■ **DATA ENTRIES**:
******************************

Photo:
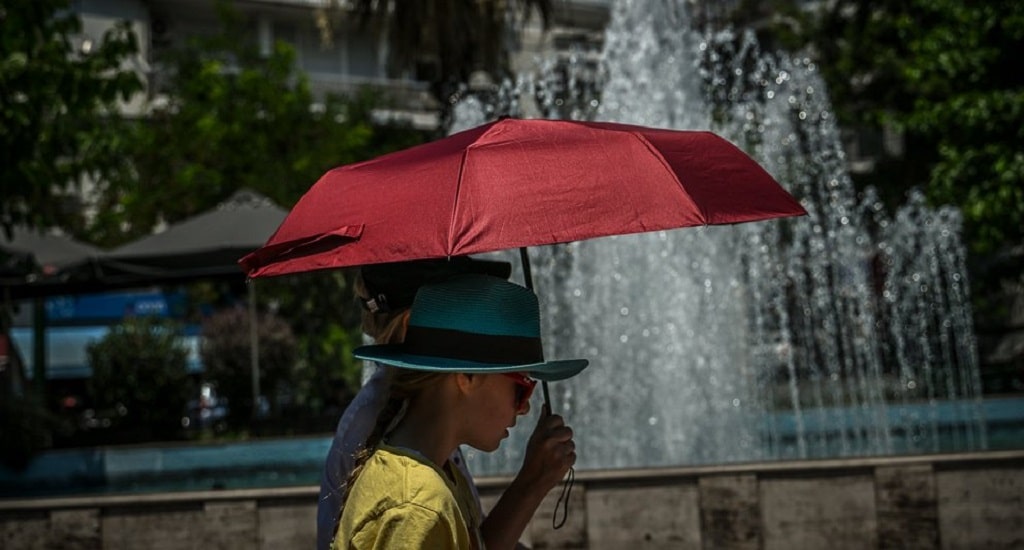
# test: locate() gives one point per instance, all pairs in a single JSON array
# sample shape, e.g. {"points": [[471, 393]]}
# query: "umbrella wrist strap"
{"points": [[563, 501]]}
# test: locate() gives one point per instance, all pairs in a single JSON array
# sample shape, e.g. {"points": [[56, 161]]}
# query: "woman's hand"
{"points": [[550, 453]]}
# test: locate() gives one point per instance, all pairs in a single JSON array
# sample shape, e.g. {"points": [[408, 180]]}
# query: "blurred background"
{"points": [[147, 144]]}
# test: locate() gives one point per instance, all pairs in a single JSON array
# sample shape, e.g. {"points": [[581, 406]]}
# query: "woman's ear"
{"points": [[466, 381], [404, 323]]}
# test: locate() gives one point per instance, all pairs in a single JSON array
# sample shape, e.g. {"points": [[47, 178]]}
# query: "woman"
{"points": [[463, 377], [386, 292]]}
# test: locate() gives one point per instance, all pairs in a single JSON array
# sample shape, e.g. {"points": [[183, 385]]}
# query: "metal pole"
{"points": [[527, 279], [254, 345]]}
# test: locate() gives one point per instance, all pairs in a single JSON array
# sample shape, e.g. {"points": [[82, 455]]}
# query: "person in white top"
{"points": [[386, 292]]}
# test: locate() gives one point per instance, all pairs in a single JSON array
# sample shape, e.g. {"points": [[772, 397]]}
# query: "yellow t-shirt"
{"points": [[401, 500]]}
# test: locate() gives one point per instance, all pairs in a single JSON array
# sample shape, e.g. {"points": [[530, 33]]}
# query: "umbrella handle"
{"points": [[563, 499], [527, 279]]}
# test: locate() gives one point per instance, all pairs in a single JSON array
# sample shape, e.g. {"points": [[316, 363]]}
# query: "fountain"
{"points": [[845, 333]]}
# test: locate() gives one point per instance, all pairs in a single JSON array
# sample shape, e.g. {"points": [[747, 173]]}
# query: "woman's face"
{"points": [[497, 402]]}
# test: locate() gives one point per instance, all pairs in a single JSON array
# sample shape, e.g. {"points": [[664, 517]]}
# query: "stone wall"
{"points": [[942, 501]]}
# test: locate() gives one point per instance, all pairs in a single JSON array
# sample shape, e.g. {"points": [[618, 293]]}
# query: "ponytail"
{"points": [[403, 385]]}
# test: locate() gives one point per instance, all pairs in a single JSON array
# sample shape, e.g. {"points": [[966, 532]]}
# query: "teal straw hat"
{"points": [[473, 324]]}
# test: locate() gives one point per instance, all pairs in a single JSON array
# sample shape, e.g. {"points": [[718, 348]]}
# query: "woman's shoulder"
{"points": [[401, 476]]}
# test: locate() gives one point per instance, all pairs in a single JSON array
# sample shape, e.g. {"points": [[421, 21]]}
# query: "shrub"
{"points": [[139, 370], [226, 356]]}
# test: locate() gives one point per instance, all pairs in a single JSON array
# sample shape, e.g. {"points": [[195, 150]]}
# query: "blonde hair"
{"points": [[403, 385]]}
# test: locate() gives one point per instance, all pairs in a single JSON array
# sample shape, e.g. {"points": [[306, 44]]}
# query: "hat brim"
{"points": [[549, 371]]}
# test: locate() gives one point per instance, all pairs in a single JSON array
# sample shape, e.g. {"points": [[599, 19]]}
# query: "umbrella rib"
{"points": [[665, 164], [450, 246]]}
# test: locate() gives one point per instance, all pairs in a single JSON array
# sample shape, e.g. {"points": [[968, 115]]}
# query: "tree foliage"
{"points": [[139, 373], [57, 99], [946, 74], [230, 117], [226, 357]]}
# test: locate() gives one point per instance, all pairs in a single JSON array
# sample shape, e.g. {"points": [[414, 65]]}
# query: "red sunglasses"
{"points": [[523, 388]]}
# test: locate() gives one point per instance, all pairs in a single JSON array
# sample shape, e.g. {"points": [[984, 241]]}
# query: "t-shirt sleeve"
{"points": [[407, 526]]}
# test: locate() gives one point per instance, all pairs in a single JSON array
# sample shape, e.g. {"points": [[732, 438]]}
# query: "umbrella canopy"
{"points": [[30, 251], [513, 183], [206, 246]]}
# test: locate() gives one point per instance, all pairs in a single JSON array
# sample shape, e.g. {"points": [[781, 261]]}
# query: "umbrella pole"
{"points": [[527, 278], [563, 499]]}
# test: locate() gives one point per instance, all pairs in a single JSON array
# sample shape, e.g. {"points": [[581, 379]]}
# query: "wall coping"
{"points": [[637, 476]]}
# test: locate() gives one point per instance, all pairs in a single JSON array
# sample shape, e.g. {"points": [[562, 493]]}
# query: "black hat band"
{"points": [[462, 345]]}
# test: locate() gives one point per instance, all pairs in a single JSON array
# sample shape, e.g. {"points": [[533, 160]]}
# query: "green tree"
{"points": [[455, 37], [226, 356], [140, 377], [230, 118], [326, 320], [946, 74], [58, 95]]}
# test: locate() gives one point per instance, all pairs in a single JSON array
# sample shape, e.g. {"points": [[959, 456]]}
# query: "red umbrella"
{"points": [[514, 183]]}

******************************

■ **EXERCISE PROMPT**: Copy out every line of the records that contains the word "tree", matching its case exactly.

■ **SOLUTION**:
# query: "tree foliage"
# query: "green tree"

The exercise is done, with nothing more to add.